QUOTED TEXT:
Wednesday, September 07, 2011

Sideways Blogging

Okay so I'm remiss not to have posted in almost a month, but frankly not a lot has changed - we're still on a bumpy path sideways, and that's to be expected. It fits the fundamentals and the fundamentals, while they could have shifted, they haven't. There's nothing really new going on, and that includes continued volatility from which everyone should be making money, upward and downward.

Yesterday, September 6th, everyone was freaking out about uncertainty in Europe. Today Germany's courts have approved a system wherein Germany can participate more freely in EU bailouts (hello Greece). But has there ever been doubt that a bailout or series of bailouts are going to happen? Is there doubt that there will be some kind of managed Greek default? How substantially different are those things? These are questions answerable a month ago. From Reuters:



European stocks bounced back from a two-year low after the court rejected lawsuits aimed at blocking the country's participation in aid to Greece and other nations.
But the court said the government must first get approval from a parliamentary committee, which could further slow a response. The FTS Eurofirst 300 index of top European shares increased 2.8 percent.


Blah blah blah. In terms of crisis management, this is a big "Duh!" moment. And it moves markets. The key to crisis management is bringing stability. It never comes fast enough. But the pursuit of stability creates an atmosphere of predictability.


Wednesday, August 10, 2011

This Is What Sideways Feels Like

This is what sideways feels like. We dive onto the banana slide in the back yard and tumble off the end into the grass. Our knees hurt and we don't go back to the line to do it again. Then the sting wears down, the water is spraying, everyone's having a good time, and we throw ourselves down onto the banana slide again... rinse repeat... rinse repeat...

EXERCISE REQUIREMENTS:
[1] Copy the market blog posts between "Blah blah blah." and "atmosphere of predictability.", inclusive, but swap "stability" for "order" wherever it appears.
[2] List every question the market blog posts ask, in the order they appear.
The rows after this text have nothing to do with it.

[Pointing dataset excerpts]
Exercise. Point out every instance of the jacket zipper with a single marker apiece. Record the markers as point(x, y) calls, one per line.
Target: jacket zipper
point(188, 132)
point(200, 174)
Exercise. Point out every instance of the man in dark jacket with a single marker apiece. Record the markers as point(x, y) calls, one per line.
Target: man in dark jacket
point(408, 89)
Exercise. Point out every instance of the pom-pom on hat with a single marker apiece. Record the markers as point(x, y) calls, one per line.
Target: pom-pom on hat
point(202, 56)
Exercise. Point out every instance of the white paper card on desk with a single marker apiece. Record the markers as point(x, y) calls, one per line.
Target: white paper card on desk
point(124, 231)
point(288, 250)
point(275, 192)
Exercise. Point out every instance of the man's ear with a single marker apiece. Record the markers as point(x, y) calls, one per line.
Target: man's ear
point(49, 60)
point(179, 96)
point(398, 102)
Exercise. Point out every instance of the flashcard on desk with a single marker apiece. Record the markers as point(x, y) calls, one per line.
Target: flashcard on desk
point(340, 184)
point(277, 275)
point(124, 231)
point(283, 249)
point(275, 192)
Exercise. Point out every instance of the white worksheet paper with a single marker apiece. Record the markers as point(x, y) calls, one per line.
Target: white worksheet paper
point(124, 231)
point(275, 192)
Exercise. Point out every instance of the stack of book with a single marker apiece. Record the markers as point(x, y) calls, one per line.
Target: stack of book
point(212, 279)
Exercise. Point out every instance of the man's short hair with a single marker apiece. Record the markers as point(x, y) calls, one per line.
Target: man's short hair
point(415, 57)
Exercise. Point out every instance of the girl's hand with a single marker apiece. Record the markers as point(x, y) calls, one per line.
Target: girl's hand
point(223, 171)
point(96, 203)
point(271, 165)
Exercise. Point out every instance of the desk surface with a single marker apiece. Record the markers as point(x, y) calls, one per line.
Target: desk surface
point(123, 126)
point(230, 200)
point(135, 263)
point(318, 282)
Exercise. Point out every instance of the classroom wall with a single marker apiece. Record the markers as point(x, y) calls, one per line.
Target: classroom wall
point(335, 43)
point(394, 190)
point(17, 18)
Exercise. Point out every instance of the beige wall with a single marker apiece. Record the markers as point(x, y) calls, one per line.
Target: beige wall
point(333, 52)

EXERCISE RESULTS:
[1]
Blah blah blah. In terms of crisis management, this is a big "Duh!" moment. And it moves markets. The key to crisis management is bringing order. It never comes fast enough. But the pursuit of order creates an atmosphere of predictability.

[2]
- But has there ever been doubt that a bailout or series of bailouts are going to happen?
- Is there doubt that there will be some kind of managed Greek default?
- How substantially different are those things?